REQUIRED TASK: Every line below is to be quoted exactly, with nothing added or dropped.

EXERCISE MATERIAL:
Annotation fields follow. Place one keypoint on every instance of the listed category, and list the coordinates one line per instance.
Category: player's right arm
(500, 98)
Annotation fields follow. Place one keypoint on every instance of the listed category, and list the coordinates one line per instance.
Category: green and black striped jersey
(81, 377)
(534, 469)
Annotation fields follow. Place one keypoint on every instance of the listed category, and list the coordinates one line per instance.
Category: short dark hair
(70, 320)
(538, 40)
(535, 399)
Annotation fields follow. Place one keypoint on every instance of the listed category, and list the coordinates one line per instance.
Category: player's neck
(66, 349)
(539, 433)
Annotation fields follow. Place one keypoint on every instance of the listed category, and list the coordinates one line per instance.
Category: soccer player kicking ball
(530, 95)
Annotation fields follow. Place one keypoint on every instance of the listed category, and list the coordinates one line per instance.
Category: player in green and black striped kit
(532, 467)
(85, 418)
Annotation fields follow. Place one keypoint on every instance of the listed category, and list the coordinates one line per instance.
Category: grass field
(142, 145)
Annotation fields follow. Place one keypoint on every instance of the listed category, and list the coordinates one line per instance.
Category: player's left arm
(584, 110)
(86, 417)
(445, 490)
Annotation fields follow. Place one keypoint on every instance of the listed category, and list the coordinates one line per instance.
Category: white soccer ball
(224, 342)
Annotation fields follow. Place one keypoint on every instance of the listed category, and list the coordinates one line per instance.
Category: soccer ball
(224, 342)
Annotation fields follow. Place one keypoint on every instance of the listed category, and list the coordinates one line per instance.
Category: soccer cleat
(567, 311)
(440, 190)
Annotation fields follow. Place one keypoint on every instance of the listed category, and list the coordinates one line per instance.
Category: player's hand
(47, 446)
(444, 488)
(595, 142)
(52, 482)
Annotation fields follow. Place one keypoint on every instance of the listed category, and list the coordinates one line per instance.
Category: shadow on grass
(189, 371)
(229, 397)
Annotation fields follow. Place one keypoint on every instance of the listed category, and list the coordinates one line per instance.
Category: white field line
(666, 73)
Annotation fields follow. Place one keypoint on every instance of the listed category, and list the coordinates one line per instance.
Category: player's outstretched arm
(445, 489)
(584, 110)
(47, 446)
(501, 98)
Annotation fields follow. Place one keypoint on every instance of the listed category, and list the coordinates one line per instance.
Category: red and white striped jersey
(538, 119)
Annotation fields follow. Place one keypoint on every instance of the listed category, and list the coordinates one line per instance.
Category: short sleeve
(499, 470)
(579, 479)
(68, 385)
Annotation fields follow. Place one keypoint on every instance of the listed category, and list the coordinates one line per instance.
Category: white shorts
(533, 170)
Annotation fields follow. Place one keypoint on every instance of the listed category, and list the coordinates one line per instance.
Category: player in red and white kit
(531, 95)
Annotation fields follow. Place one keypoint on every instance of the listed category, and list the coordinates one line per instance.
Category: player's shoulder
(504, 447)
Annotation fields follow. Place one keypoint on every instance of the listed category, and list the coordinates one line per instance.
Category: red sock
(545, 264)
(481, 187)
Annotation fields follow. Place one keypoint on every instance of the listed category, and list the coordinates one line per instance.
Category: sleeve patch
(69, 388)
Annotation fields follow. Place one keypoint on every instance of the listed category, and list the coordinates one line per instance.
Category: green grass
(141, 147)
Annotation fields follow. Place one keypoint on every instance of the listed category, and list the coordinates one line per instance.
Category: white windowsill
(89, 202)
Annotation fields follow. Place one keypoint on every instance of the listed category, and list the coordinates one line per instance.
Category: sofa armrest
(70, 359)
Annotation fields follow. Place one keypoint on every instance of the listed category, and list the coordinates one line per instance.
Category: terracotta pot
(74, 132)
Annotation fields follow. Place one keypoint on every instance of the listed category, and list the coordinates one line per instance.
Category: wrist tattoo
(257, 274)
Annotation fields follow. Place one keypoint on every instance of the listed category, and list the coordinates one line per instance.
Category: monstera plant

SOLUTION:
Annotation fields follow. Place one keypoint on every instance of the listed category, and list the coordinates one line per instance.
Category: player's right arm
(500, 98)
Annotation fields follow. Place one keypoint on every instance of the listed category, and list the coordinates one line per instance.
Category: green and black striped jersey
(81, 377)
(534, 469)
Annotation fields follow. Place one keypoint on every instance of the listed category, and list the coordinates one line per instance.
Category: short dark hair
(70, 320)
(538, 40)
(535, 399)
Annotation fields follow. Place one keypoint on every instance of the listed category, and list the coordinates one line per instance.
Category: player's neck
(66, 349)
(539, 433)
Annotation fields follow. Place one keypoint on every instance of the listed category, and list the coordinates one line per instance.
Category: soccer player kicking ball
(530, 95)
Annotation fields follow. Place one keypoint on every instance of the listed category, and list the coordinates one line per instance.
Category: player in green and black striped kit
(532, 467)
(85, 418)
Annotation fields follow. Place one keypoint on every instance of the listed category, and list the coordinates one line per instance.
Category: grass field
(142, 145)
Annotation fields follow. Place one keypoint on every instance of the listed category, and list the coordinates one line per instance.
Category: player's left arm
(584, 110)
(86, 417)
(445, 490)
Annotation fields follow. Place one keypoint on every instance of the listed category, and list the coordinates one line per instance.
Category: white soccer ball
(224, 342)
Annotation fields follow. Place one keypoint on every instance of the listed category, and list the coordinates one line per instance.
Category: soccer ball
(224, 342)
Annotation fields follow. Place one keypoint on every instance of the listed category, and list the coordinates one line per instance.
Category: soccer cleat
(567, 311)
(440, 190)
Annotation fields follow. Place one keypoint on every instance of the listed category, and list the coordinates one line per instance.
Category: player's hand
(47, 446)
(444, 488)
(595, 142)
(52, 482)
Annotation fields follow. Place one keypoint on every instance of the listed category, and list the coordinates one line per instance.
Category: shadow on grass
(189, 371)
(229, 397)
Annotation fields follow. Place one keypoint on every instance of the listed category, and list the coordinates one line per instance.
Category: white field line
(666, 73)
Annotation fields follow. Place one keypoint on every instance of the listed category, and list the coordinates one line per instance.
Category: player's outstretched arm
(445, 489)
(584, 110)
(47, 446)
(501, 98)
Annotation fields follow. Place one keypoint on every instance of the listed category, and list the coordinates one line per instance.
Category: red and white striped jersey
(538, 119)
Annotation fields follow. Place one keypoint on every instance of the listed category, and list the coordinates one line per instance.
Category: short sleeve
(499, 470)
(579, 479)
(68, 385)
Annotation fields follow. Place one keypoint on every instance of the listed category, and list the coordinates one line per instance.
Category: white shorts
(533, 170)
Annotation fields follow. Place one keypoint on every instance of the listed category, and list the coordinates one line per instance.
Category: player in red and white kit
(531, 95)
Annotation fields follow. Place one keypoint on every instance of the listed category, and list the coordinates one line per instance.
Category: player's shoulder
(504, 447)
Annotation fields follow. Place one keypoint on every instance of the listed category, and list the coordinates one line per instance.
Category: red sock
(545, 264)
(481, 187)
Annotation fields follow. Place one keypoint on every instance of the listed category, and list the coordinates one line per instance.
Category: sleeve patch
(69, 388)
Annotation fields follow. Place one keypoint on every instance of the listed category, and list the coordinates one line per instance.
Category: green grass
(141, 147)
Annotation fields follow. Place one keypoint on every instance of the listed category, and list the coordinates one line per instance.
Category: white windowsill
(89, 202)
Annotation fields follow. Place one keypoint on every instance of the listed category, and list the coordinates one line per instance.
Category: sofa armrest
(70, 359)
Annotation fields follow. Place one keypoint on every instance of the listed category, and list the coordinates one line per instance.
Category: terracotta pot
(74, 132)
Annotation fields follow. Place one keypoint on every instance of the listed category, and list the coordinates one line per instance.
Category: wrist tattoo
(257, 274)
Annotation fields follow. Place one keypoint on every instance of the listed category, and list the coordinates one line per instance.
Category: monstera plant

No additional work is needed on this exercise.